SOURCE PASSAGE
--
Pesach 2009 / 5769 - Talking to Yourself

09.04.2009 by

I'd like to share a thought with  you all about the Seder. As many of you already know, the asking of questions is a central element of the Passover Seder. Traditionally, the youngest children at the meal ask the four questions. Prompted by the strangeness of the Seder table - matza instead of challah, weird vegetables and dips, way too much wine, pillows at everyone's seat - the children ask the adults what it's all about, and get answers. This dynamic is seen as classically and crucially Jewish: we must pay attention, things must be noticed, questions must be asked, answers are demanded, and we must try to supply them, as best we can. 

The Talmud in the tractate Pesachim, which is our basic source for the laws and customs of the Seder, contains a strange halacha (law). What if there are no children present at the Seder? What if it is a Seder attended only by knowledgeable adults? Must the questions still be asked? The Talmud says yes: the classic Jewish dynamic of asking and answering must be preserved. Well, OK, but what if it is a one-man Seder? What if someone is making the Seder on his or her own, what then? The Talmud insists that even in this case, the lone Seder-maker must ask himself the four questions, and then answer them.
--
ACTIVITY
Retype the passage on the Seder word for word, starting with "I'd like to" and going on through "best we can.".

[Dataset entries]
--
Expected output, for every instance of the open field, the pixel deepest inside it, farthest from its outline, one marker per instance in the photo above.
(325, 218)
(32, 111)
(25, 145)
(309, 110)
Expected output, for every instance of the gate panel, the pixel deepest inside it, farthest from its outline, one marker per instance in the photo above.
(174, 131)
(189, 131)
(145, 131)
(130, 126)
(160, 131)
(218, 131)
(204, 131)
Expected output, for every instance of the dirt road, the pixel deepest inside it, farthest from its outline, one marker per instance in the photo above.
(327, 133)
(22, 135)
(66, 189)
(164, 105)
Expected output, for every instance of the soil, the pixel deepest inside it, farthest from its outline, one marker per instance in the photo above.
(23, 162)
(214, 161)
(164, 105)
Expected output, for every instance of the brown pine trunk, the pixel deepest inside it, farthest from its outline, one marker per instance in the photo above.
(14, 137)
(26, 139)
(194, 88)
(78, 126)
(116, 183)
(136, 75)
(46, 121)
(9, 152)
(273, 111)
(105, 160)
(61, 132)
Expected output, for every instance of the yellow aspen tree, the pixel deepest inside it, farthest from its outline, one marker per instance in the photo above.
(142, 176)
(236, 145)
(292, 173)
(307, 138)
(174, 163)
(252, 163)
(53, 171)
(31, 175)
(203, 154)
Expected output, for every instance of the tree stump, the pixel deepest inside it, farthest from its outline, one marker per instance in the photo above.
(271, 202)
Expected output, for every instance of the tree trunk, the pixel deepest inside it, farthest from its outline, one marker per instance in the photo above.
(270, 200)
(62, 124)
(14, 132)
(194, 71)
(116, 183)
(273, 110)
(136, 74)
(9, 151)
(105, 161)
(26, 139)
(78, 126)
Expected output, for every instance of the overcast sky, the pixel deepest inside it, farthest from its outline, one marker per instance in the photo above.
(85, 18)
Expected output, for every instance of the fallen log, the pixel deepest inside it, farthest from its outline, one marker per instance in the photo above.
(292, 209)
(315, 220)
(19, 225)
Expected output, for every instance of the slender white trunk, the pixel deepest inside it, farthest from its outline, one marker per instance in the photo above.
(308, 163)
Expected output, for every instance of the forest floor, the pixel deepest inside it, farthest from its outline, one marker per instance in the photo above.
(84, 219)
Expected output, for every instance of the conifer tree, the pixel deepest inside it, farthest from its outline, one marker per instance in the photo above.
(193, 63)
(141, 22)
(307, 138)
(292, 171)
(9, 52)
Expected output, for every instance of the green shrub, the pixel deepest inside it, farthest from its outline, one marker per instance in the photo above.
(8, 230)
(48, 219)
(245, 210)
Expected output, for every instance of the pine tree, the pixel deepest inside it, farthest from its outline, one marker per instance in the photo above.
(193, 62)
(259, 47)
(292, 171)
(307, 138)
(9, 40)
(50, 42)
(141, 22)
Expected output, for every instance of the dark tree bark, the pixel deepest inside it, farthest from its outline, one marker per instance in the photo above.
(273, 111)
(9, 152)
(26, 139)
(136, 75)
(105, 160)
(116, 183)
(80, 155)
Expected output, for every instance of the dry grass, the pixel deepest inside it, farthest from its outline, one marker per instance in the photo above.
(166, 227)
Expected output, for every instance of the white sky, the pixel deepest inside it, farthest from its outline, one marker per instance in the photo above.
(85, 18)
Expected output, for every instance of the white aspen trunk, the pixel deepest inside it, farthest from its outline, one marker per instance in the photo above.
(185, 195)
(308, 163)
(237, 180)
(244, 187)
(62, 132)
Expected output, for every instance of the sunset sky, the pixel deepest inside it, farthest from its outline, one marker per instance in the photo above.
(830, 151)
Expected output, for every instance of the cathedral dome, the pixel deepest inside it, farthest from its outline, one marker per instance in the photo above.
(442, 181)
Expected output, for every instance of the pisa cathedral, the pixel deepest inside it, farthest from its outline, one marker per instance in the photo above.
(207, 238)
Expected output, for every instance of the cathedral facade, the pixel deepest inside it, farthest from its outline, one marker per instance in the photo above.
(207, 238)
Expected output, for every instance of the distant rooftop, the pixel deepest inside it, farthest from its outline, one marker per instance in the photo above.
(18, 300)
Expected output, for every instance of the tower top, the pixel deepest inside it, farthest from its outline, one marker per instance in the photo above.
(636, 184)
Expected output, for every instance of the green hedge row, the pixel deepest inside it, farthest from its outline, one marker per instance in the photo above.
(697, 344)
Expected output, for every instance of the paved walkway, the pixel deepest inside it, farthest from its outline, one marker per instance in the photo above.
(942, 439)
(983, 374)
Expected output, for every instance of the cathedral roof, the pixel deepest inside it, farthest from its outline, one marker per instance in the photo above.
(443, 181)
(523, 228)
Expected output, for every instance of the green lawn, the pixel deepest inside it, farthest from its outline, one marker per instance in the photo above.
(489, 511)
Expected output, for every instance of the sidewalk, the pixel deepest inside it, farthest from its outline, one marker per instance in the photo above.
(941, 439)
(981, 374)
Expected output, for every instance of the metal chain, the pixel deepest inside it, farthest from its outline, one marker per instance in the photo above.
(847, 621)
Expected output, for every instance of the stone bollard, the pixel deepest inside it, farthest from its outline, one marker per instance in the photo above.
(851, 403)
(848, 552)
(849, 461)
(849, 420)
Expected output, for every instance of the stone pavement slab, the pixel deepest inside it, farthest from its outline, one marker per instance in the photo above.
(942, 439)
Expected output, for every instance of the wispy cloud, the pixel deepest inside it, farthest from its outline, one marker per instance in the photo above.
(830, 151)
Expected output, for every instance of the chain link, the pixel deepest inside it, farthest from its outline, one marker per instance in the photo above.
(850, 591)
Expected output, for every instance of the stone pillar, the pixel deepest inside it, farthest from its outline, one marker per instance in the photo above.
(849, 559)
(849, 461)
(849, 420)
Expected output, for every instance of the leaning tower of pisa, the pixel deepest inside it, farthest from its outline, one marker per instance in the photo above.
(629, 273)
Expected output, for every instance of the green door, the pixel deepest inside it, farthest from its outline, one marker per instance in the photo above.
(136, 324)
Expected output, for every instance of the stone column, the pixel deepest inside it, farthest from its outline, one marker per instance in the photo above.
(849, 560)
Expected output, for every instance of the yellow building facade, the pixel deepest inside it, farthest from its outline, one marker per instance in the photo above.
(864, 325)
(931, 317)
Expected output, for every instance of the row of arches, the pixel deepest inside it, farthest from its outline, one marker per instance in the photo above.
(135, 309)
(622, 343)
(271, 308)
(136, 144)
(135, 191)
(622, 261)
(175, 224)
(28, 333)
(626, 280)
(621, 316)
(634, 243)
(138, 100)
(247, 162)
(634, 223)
--
PROBLEM SOLUTION
I'd like to share a thought with  you all about the Seder. As many of you already know, the asking of questions is a central element of the Passover Seder. Traditionally, the youngest children at the meal ask the four questions. Prompted by the strangeness of the Seder table - matza instead of challah, weird vegetables and dips, way too much wine, pillows at everyone's seat - the children ask the adults what it's all about, and get answers. This dynamic is seen as classically and crucially Jewish: we must pay attention, things must be noticed, questions must be asked, answers are demanded, and we must try to supply them, as best we can.